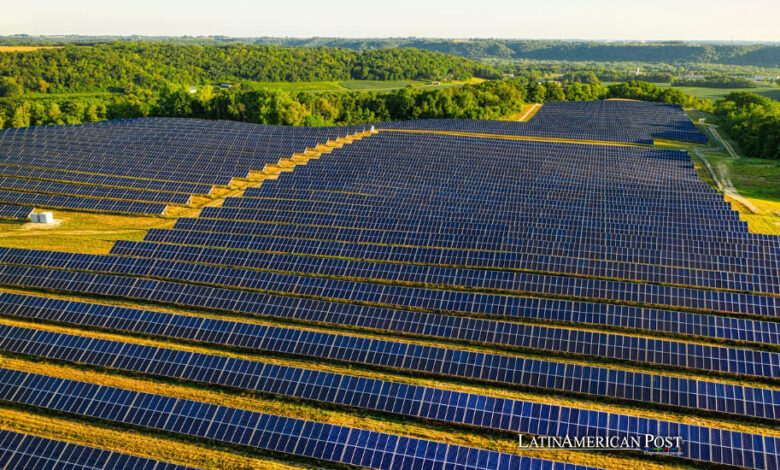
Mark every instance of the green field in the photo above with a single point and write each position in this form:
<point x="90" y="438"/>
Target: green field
<point x="351" y="85"/>
<point x="770" y="91"/>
-=-=-
### What you will do
Put the records above into a JSON list of strings, one string per line, with blank lines and the pictures left out.

### In response
[
  "Mark every instance of the green field in the photo above with a single point and write each position in this form:",
  "<point x=\"90\" y=\"438\"/>",
  "Target: green field",
  "<point x=\"351\" y=\"85\"/>",
  "<point x=\"770\" y=\"91\"/>"
]